(Natural language region descriptions)
============================================================

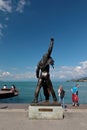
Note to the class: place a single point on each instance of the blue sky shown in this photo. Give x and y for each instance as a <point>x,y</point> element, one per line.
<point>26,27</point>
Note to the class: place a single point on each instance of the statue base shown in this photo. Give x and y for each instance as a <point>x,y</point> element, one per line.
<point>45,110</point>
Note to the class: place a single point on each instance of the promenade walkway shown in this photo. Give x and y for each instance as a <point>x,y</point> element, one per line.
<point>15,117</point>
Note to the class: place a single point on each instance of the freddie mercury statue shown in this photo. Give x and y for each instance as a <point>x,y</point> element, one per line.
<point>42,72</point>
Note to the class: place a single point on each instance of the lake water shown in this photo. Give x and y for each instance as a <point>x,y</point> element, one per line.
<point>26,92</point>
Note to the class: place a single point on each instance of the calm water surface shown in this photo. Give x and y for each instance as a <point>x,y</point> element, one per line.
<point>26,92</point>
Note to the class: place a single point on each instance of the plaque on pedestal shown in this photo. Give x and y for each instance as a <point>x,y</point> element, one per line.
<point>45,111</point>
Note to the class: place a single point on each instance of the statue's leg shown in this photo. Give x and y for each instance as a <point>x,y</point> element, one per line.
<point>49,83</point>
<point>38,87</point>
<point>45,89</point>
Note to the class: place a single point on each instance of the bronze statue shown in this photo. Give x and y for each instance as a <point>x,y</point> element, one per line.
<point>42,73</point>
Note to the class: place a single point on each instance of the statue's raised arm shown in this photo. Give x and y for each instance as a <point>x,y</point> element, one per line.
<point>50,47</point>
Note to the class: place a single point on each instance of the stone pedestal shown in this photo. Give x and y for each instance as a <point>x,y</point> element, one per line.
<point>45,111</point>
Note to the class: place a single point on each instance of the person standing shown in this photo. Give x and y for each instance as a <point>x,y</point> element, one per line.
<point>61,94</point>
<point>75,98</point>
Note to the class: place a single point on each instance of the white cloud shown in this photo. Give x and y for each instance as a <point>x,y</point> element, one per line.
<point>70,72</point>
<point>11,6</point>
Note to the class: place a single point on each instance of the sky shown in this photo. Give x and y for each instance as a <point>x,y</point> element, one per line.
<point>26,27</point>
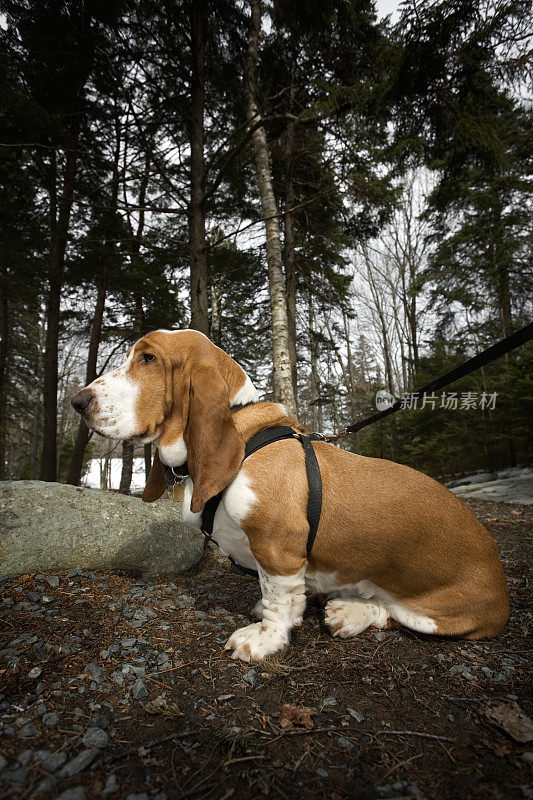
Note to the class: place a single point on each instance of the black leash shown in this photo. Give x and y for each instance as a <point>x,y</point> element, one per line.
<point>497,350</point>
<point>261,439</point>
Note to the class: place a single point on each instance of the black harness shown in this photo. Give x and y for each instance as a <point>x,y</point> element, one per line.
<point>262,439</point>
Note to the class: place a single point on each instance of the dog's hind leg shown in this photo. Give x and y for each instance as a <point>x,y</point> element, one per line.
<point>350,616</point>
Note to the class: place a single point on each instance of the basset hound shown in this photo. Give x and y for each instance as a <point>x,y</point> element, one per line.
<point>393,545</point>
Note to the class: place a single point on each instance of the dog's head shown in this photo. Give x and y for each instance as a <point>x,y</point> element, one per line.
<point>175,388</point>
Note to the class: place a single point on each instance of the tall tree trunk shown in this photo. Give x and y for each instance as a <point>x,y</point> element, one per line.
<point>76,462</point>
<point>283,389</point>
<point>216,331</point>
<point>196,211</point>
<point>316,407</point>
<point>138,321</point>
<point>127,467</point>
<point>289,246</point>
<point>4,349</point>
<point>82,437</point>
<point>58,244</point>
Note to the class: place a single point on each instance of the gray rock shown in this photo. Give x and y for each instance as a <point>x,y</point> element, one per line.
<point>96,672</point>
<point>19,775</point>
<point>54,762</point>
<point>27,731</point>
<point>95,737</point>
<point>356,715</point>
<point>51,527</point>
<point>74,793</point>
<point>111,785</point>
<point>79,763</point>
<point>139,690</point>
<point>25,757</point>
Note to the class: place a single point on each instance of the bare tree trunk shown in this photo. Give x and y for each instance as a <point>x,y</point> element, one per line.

============================================================

Action item:
Please transcribe every record above exactly as written, leaving out the pictures.

Exercise response:
Note to the class: place a single point on each instance of the blue sky shown in this photo. Give x and y for each instance as a <point>x,y</point> element, one per line.
<point>26,27</point>
Note to the class: place a single point on each instance of the statue base shown in this photo. Give x and y for each instance as a <point>x,y</point> element, one per line.
<point>45,110</point>
Note to the class: place a single point on each instance of the promenade walkway shown in this photo. Give x and y for each instance as a <point>x,y</point> element, one per line.
<point>15,117</point>
Note to the class: place a single point on each instance of the freddie mercury statue shown in this photo. Give x and y for each instance as a <point>x,y</point> element, one per line.
<point>42,72</point>
Note to the class: place a single point on each instance of the lake water shown in this photo. Give x and y for each instance as a <point>x,y</point> element, one per line.
<point>26,92</point>
Note to the class: place a single point on each instance of the calm water surface shown in this photo. Give x and y for each instance as a <point>x,y</point> element, one per line.
<point>26,92</point>
Note to the class: place a single point on each instance of the plaque on pedestal shown in this photo. Give x and y for each instance as a <point>x,y</point> element, one per line.
<point>45,111</point>
Note to the class: place a single point on each instance of the statue's leg shown in this photo. Give x and y for each instance as a <point>x,y</point> element, one per line.
<point>49,83</point>
<point>38,87</point>
<point>45,89</point>
Note to the class: place a single point on each instance of the bronze statue shown in this photo. Give x and y for each instance as a <point>x,y</point> element, one per line.
<point>42,73</point>
Note to the class: place a single point on each instance of the statue's raised arm shown in this photo. Give x and y for each instance as a <point>x,y</point> element, one per line.
<point>50,47</point>
Note to the class: place a single point on each instance of the stone pedestal shown in this photo. Give x and y for each instance as a <point>x,y</point> element, one per line.
<point>45,111</point>
Note to the class: place a single point on each instance of the person standing shown in this photo. Give x and y for each instance as a <point>x,y</point> element, one per line.
<point>61,94</point>
<point>75,98</point>
Note to the class: place a single point on each instance of the white cloud shown in this photo. Give x and y for each instance as a <point>x,y</point> element, one per line.
<point>70,72</point>
<point>11,6</point>
Note to the class: place a single point on each instance of the sky shown in this photo. Give x and y for each instance as a <point>x,y</point> element, one per line.
<point>26,27</point>
Note to the class: place a single point on each instance of the black leash shown in this photo. Give x and y for each instance as a <point>x,y</point> element, one per line.
<point>497,350</point>
<point>261,439</point>
Note to the class: place a single point on each instance of the black harness shown in this photo. Give x and y for each instance as a <point>x,y</point> element, one per line.
<point>262,439</point>
Note to the class: place a single point on each instance of the dog's hind leg shown in this photo. Give x and y for each instance as a <point>x,y</point> element, one per line.
<point>350,616</point>
Note to the class: place a single point on each instance of the basset hound shown in this photo. Give x and y for each instance as a <point>x,y</point> element, one per line.
<point>393,545</point>
Note to the class: place a single point on each instance of the dog's head shown in this photo. Give x and y for each instance as a <point>x,y</point> element, one per line.
<point>175,388</point>
Note to the class: place a single point on each instance of the tall tree trunk shown in this photo. Give x and y for each instance as a <point>x,y</point> element, one per line.
<point>76,462</point>
<point>283,389</point>
<point>216,331</point>
<point>196,211</point>
<point>316,407</point>
<point>138,321</point>
<point>127,467</point>
<point>289,246</point>
<point>4,349</point>
<point>82,437</point>
<point>58,244</point>
Note to the class: place a single point on each instance of the gray rock shown in this photo. Give x and y for each instance as a <point>x,y</point> element, one per line.
<point>96,672</point>
<point>19,775</point>
<point>54,762</point>
<point>27,731</point>
<point>95,737</point>
<point>356,715</point>
<point>51,527</point>
<point>74,793</point>
<point>111,785</point>
<point>79,763</point>
<point>139,690</point>
<point>25,757</point>
Note to the class: place a single point on each instance of the bare tree trunk shown in this photo. Give x and y for each instance as a <point>x,y</point> element, one per line.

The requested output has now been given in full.